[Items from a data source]
>>>

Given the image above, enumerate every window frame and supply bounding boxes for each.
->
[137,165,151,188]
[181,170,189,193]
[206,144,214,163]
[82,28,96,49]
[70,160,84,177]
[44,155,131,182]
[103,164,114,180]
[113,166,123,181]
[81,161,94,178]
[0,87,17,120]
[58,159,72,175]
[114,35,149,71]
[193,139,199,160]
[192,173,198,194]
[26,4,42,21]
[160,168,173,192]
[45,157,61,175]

<<<

Your instructions ▸ Your answer should consist of every record, printed exactly as given.

Solved problem ▸
Given the image above, enumerate every window frame and supply bounding boxes for each.
->
[137,165,151,188]
[181,170,189,193]
[206,144,214,163]
[82,28,96,49]
[70,160,84,177]
[44,155,131,182]
[103,164,114,180]
[113,166,123,181]
[81,161,94,178]
[0,87,17,120]
[58,159,72,175]
[114,35,149,71]
[193,139,199,160]
[192,173,198,194]
[26,4,42,21]
[160,168,173,192]
[45,157,61,175]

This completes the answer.